───── Selected extract
Table 2: Copes’ share of British Emigrants to Philadelphia, 1822-60

Source: Killick, ‘Transatlantic Fares…’

Figure 3 below contains three quite striking hypothetical estimates, using overlapping sources, of return migration as a per cent of immigration. The latter part of this article assesses if this could be reasonable. According to these estimates, return migration peaked in the early 1820s, episodically from the mid-1830s to the early 1840s, and in the late 1850s. It is important to note that although the return migration proportion may have been surprisingly high in the early 1820s, the actual numbers returning then were very small compared to the numbers in the late 1850s. See Figure 10 below.

Figure 3: Estimates of British Return Migrants as % British Immigrants.

Sources: Albion, Square Riggers; Cutler, Queens…; Killick, ‘Transatlantic Fares…

The three estimates are all derived from Cope returns for eastward migration, but are compared to different total figures. The first compares Cope’s eastward passengers with total British immigration to Philadelphia. The second and third compare Copes’ eastward passengers multiplied by estimates of their share of the total United States packet fleet, as a per cent of total westward migration. The second estimate is based on Robert G. Albion’s lists of New York packet ships in his classic book Square Riggers on Schedule, from 1822 to 1860, with an allowance for the packet ships belonging to the other ports. The third is based on Carl Cutler’s estimates of the number of American packet ships in his survey, Queens of the Western Ocean which lists the packet lines in all the leading ports. See Figure 4 below.
──────────
* **Stated exercise 1**:
List every line in the entries that contains the string "long".
The passage above and the entries below are separate material with no connection to each other.
───── Dataset records
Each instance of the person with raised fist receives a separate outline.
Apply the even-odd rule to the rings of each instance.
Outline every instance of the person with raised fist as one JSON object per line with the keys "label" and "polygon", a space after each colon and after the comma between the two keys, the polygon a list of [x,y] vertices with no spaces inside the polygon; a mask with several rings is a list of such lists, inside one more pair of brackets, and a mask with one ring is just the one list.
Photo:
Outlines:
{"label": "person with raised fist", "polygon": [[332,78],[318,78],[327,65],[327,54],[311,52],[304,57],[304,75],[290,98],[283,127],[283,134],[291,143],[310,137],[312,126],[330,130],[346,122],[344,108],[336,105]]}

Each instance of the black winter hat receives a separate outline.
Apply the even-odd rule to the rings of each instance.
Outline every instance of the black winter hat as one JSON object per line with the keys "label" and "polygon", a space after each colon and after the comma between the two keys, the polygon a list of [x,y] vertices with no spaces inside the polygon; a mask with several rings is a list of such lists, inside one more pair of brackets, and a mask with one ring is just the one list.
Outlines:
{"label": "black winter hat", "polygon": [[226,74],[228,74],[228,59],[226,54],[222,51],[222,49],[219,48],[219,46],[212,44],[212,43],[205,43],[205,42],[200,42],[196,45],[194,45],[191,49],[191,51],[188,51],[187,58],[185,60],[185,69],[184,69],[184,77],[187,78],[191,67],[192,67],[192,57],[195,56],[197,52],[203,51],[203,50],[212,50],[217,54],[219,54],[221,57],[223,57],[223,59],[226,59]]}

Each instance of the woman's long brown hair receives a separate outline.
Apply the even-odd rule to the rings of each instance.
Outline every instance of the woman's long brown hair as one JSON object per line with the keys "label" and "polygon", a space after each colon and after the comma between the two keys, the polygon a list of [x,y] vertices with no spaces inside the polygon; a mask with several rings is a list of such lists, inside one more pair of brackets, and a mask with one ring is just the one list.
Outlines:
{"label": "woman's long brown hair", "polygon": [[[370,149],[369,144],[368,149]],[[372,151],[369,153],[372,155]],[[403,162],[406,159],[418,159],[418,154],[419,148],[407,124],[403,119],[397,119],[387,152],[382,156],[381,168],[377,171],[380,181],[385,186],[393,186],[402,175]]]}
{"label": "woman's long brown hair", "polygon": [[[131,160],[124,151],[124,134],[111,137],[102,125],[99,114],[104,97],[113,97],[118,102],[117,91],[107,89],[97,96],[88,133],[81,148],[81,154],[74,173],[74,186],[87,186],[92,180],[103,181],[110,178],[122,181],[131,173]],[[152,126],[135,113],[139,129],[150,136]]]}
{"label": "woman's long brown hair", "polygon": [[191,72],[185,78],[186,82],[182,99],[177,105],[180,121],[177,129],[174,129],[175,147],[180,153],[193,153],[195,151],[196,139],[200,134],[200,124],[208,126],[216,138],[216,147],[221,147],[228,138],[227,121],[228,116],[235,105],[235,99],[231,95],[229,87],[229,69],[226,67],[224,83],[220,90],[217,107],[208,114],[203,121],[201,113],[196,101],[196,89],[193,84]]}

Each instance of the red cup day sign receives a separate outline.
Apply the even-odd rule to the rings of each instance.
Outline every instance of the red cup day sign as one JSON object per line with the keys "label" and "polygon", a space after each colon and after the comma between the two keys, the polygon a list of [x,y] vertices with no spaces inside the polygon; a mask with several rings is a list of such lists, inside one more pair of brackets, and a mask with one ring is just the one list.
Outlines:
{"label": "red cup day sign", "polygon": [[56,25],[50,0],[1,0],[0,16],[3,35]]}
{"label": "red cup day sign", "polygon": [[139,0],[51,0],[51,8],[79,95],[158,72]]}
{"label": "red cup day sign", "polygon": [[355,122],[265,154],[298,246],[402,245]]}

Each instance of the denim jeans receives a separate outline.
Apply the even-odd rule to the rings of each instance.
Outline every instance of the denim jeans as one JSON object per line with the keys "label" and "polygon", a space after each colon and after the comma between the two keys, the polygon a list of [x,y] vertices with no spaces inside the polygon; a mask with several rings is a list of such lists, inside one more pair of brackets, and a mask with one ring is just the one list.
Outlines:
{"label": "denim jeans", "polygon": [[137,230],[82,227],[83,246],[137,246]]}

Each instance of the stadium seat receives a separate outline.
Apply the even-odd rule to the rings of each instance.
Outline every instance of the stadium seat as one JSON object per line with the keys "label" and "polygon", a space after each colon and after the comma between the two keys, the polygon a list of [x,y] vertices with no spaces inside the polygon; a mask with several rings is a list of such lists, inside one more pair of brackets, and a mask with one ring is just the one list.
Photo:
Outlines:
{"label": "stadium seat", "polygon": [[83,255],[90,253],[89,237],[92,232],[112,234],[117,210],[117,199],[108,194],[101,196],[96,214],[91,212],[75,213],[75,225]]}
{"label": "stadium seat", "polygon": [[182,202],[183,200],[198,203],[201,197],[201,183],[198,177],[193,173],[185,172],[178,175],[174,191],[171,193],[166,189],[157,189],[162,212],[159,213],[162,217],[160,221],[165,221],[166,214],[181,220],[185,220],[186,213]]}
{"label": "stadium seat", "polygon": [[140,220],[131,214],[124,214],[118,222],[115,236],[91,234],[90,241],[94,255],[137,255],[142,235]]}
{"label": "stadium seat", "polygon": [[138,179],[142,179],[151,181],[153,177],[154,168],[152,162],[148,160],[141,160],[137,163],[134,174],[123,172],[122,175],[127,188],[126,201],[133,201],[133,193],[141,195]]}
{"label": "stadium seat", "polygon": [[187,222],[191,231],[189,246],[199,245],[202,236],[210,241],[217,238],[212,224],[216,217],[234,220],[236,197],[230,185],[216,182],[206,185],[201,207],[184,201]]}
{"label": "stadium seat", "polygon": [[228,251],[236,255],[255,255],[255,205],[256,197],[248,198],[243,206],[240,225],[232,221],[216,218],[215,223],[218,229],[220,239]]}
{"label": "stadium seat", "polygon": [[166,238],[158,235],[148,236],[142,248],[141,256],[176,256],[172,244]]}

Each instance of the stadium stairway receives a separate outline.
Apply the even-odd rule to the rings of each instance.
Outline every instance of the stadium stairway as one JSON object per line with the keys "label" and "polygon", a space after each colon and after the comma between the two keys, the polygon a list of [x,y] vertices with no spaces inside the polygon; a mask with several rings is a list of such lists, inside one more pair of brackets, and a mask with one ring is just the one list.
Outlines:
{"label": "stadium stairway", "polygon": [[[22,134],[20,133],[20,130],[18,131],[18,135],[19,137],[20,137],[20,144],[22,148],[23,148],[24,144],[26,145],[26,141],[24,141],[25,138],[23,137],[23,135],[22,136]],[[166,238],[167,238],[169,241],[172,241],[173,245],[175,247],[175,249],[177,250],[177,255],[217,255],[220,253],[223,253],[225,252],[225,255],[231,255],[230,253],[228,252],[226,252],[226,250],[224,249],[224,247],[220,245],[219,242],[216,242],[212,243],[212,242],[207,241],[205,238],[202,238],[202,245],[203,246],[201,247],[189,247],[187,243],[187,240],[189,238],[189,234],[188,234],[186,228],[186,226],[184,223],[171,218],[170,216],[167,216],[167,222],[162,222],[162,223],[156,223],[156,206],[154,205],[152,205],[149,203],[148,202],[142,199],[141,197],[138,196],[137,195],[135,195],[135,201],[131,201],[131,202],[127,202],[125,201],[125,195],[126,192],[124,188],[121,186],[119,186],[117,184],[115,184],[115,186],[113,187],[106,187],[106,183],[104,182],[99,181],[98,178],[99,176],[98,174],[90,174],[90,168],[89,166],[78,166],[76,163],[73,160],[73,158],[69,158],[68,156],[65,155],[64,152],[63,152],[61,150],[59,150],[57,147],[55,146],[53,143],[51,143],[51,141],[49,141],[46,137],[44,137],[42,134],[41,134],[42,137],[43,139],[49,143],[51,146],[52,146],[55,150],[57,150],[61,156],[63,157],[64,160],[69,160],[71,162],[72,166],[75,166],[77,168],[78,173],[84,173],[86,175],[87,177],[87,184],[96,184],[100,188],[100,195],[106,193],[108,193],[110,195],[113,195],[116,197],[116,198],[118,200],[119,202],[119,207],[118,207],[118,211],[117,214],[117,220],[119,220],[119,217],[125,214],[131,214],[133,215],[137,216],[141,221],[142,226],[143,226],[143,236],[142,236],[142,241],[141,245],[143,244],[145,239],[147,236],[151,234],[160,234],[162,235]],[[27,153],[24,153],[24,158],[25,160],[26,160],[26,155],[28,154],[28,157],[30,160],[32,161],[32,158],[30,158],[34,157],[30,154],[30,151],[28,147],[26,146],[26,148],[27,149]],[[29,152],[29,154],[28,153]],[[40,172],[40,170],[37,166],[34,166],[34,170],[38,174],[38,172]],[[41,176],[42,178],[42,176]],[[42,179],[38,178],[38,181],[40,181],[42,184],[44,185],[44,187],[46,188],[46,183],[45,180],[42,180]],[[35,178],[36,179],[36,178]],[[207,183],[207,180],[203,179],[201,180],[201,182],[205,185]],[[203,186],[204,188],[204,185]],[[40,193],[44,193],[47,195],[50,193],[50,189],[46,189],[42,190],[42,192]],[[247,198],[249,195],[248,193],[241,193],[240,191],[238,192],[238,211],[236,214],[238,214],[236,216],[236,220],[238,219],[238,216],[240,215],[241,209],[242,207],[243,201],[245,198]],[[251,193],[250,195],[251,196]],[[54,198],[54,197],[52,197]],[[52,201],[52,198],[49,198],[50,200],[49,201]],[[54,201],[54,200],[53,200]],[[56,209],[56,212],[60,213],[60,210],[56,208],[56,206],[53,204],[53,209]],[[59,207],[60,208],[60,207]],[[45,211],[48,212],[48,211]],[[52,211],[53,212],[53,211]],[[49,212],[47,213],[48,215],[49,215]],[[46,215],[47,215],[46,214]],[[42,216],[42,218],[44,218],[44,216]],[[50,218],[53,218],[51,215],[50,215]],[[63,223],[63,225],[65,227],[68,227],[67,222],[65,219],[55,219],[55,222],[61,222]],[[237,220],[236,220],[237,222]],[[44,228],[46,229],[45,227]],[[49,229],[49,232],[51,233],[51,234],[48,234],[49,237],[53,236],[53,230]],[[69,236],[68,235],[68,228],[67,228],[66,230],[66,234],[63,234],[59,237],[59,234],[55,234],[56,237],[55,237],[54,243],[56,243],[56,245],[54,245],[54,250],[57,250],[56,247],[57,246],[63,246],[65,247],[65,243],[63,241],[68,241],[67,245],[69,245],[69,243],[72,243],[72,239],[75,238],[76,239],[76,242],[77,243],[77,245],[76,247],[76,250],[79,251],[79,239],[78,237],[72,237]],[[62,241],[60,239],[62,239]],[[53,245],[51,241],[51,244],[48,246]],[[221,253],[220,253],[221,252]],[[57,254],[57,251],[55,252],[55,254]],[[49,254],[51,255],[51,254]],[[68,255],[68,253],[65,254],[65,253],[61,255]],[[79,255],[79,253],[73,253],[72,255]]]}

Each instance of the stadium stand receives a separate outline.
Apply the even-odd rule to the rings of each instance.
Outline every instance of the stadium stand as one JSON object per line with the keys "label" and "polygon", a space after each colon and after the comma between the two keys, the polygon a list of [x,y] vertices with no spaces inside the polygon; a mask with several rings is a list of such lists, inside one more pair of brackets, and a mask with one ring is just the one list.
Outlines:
──────────
* **Stated exercise 2**:
Using the passage on British return migration, mark statements (a), (b), and (c) as yes or no, and quote the words that decide each one. (a) According to the estimates, return migration as a share of immigration peaked in the late 1850s. (b) More people returned in the early 1820s than in the late 1850s. (c) The three estimates all come from Cope returns for westward migration.

* **Right answer 1**:
Each instance of the woman's long brown hair receives a separate outline.
Outline every instance of the woman's long brown hair as one JSON object per line with the keys "label" and "polygon", a space after each colon and after the comma between the two keys, the polygon a list of [x,y] vertices with no spaces inside the polygon; a mask with several rings is a list of such lists, inside one more pair of brackets, and a mask with one ring is just the one list.
{"label": "woman's long brown hair", "polygon": [[[370,149],[369,144],[368,149]],[[372,151],[369,153],[372,155]],[[403,162],[406,159],[418,159],[418,154],[419,148],[407,124],[403,119],[397,119],[387,152],[382,156],[381,168],[377,171],[380,181],[385,186],[393,186],[402,175]]]}
{"label": "woman's long brown hair", "polygon": [[[131,160],[124,151],[124,134],[111,137],[102,125],[99,114],[104,97],[113,97],[118,102],[117,91],[107,89],[97,96],[88,133],[81,148],[81,154],[74,173],[74,186],[87,186],[92,180],[103,181],[110,178],[122,181],[131,173]],[[152,126],[135,113],[139,129],[150,136]]]}
{"label": "woman's long brown hair", "polygon": [[191,72],[185,78],[186,82],[182,99],[177,105],[180,121],[177,129],[174,129],[175,147],[180,153],[193,153],[195,151],[196,139],[200,134],[200,124],[208,126],[216,138],[216,147],[221,147],[228,138],[227,121],[228,116],[235,105],[235,99],[231,95],[229,87],[229,69],[226,67],[224,83],[220,90],[217,107],[208,114],[203,121],[201,113],[196,101],[196,89],[193,84]]}

* **Right answer 2**:
(a) Yes: "return migration peaked in the early 1820s, episodically from the mid-1830s to the early 1840s, and in the late 1850s."
(b) No: "the actual numbers returning then were very small compared to the numbers in the late 1850s."
(c) No: "The three estimates are all derived from Cope returns for eastward migration"